● THE DATA
Start of Block

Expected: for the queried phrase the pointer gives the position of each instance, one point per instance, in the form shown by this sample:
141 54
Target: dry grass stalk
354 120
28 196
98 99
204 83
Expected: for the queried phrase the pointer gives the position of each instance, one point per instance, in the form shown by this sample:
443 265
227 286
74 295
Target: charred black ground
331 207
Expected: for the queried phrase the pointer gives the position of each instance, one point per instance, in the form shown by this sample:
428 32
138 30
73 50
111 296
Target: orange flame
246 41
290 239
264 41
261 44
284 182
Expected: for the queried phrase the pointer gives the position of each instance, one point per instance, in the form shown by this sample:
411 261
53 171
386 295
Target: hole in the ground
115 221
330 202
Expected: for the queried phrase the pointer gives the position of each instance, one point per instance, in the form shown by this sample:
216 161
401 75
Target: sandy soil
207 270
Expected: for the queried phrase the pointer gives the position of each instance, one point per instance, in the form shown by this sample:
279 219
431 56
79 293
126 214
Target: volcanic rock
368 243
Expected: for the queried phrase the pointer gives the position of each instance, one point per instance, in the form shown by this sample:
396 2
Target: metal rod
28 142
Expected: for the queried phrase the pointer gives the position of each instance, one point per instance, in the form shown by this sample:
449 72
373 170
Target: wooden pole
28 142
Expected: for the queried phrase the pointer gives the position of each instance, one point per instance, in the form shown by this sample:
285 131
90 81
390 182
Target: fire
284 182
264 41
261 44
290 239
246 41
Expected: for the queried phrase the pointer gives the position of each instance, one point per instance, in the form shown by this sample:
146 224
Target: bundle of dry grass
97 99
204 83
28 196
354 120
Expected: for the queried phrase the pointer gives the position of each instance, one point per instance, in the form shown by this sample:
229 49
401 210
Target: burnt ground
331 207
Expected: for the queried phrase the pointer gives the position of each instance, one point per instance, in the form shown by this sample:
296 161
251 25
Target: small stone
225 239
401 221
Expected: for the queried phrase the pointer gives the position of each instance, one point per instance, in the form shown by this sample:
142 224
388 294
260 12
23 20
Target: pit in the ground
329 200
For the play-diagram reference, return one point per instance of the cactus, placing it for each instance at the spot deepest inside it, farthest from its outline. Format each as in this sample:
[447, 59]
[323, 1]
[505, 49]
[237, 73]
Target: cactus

End of Block

● TASK REQUIREMENTS
For this exercise, copy each line from the listing above that has the word "cactus".

● EXPECTED ANSWER
For the play-diagram reference, return one point per instance of the cactus, placing it for each instance at the spot deepest inside it, farthest from its outline. Format each as in this sample:
Target: cactus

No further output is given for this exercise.